Exercise directions » Rewrite the records from the line with "find the street lamp post" through the end of the records, putting "one point per instance" in place of "one marker per instance" and keeping everything else the same.

Rows from a dataset
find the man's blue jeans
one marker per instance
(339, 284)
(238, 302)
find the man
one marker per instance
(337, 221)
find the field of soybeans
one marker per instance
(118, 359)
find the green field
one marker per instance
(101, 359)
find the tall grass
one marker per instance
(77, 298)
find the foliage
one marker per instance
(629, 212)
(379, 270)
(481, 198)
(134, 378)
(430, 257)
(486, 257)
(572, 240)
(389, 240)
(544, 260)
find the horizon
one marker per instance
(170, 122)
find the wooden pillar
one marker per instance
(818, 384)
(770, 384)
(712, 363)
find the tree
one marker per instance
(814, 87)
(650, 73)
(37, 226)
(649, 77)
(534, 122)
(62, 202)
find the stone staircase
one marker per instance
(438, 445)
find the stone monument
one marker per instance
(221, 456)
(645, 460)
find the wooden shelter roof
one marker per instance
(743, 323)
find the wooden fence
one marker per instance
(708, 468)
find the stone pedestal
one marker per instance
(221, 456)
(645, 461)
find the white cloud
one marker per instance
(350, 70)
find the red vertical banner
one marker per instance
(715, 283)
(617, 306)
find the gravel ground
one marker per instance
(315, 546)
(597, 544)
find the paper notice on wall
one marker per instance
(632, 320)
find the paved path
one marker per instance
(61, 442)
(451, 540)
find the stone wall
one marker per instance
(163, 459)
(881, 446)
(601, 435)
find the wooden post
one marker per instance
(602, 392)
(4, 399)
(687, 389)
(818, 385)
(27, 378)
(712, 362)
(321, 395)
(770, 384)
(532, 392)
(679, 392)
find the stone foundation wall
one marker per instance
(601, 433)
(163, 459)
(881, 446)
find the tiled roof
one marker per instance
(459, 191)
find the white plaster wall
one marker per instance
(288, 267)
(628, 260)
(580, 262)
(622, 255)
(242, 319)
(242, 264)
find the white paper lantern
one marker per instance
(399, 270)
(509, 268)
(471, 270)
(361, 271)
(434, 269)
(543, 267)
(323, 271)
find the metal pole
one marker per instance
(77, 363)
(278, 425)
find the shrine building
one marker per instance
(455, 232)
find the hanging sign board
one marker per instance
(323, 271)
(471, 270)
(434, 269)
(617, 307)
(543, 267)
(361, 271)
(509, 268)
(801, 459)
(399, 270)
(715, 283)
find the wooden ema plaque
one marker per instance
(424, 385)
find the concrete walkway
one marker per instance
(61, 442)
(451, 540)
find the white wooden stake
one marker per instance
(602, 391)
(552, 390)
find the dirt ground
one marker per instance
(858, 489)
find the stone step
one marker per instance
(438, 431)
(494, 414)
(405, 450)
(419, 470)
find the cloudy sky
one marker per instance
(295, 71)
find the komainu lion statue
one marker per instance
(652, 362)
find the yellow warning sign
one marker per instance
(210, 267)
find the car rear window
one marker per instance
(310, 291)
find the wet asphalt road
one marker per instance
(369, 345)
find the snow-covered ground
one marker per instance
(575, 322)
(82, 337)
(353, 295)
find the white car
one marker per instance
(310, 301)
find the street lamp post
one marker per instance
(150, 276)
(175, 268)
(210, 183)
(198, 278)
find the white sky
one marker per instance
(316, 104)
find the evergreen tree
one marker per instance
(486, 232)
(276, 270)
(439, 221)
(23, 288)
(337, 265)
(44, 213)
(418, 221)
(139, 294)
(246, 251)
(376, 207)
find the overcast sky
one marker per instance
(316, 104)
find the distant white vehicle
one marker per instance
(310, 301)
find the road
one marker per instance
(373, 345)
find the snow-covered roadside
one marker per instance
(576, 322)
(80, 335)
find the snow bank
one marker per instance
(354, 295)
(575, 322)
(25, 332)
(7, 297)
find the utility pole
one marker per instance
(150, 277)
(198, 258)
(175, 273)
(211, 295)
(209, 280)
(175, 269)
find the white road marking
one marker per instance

Solution for this task »
find the street lamp post
one point per instance
(150, 276)
(175, 268)
(210, 183)
(198, 278)
find the white sky
one point per instance
(316, 104)
find the evergreen tree
one point per instance
(486, 232)
(276, 270)
(439, 221)
(23, 288)
(337, 265)
(44, 213)
(418, 221)
(139, 294)
(246, 251)
(376, 207)
find the overcast sky
one point per instance
(316, 104)
find the distant white vehicle
one point per instance
(310, 301)
find the road
one point per instance
(373, 345)
find the snow-covered roadside
one point per instance
(576, 322)
(80, 335)
find the snow bank
one point per instance
(354, 295)
(575, 322)
(25, 332)
(7, 297)
find the utility pole
one point per instance
(150, 277)
(198, 258)
(175, 273)
(211, 295)
(209, 280)
(175, 269)
find the white road marking
one point per instance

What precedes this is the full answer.